__Assignment__:
Provide again, from the entries below, every line from the one containing "the yellow t-shirt" through the one containing "the black t-shirt", exactly as written, and no other line.

__Dataset entries__:
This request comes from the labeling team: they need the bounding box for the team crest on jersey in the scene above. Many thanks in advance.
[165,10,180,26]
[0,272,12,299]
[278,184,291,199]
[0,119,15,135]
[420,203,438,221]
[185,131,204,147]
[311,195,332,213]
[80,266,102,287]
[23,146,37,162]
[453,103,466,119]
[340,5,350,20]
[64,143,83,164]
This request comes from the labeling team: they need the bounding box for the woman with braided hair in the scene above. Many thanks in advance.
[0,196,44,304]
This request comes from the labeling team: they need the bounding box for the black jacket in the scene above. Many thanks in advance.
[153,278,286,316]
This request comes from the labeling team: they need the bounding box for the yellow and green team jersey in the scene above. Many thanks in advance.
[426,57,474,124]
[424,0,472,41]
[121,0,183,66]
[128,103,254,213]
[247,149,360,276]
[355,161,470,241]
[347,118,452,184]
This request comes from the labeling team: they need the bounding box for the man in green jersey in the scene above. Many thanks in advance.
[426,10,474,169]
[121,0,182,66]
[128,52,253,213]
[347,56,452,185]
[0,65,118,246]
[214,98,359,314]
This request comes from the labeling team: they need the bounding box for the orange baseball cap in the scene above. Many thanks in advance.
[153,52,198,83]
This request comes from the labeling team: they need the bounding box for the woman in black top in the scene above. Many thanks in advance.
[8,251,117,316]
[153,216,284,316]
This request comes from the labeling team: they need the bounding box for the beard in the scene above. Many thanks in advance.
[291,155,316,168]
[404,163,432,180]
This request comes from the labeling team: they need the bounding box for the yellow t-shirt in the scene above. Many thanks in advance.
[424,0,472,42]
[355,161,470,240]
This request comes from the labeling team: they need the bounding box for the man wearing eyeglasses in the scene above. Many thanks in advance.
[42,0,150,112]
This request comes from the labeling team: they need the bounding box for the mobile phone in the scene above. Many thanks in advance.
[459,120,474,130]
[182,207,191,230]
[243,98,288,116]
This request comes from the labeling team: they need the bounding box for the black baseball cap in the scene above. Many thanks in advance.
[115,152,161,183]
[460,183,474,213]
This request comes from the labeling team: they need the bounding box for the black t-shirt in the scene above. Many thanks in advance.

...

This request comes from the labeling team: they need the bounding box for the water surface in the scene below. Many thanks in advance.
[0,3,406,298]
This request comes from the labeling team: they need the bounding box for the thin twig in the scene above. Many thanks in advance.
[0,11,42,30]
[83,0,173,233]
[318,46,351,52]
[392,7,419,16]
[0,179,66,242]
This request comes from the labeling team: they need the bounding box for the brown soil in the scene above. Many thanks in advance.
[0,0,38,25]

==

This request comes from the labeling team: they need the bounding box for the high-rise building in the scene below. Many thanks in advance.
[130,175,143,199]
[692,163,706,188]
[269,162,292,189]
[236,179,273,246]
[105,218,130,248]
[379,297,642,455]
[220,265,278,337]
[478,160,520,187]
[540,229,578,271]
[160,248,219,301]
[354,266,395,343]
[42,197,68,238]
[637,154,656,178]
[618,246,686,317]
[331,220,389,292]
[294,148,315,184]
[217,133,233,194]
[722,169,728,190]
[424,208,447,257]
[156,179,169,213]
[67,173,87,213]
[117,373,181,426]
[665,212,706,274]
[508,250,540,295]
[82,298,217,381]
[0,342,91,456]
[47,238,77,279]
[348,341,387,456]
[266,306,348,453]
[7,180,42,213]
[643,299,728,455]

__Answer to this problem__:
This request comes from the labeling team: they need the bounding box for the yellow t-shirt in the scene above. Many thanks in advance.
[424,0,472,42]
[355,161,470,240]
This request comes from the labeling team: they need the bounding box for the man wearing eyeglasses in the scene above. Many thanks in advance.
[42,0,150,112]
This request comes from the labeling team: they need the bounding box for the mobile phone in the scene above. Many thanks in advance.
[459,120,474,130]
[182,207,191,230]
[243,98,288,116]
This request comes from the labeling team: they need the bounding box for the black baseball cap in the scene above. Many thanks in advance.
[115,152,161,183]
[460,183,474,213]
This request comes from the labeling team: they need the bounding box for the black t-shirt in the scene above. Many thanks in advance.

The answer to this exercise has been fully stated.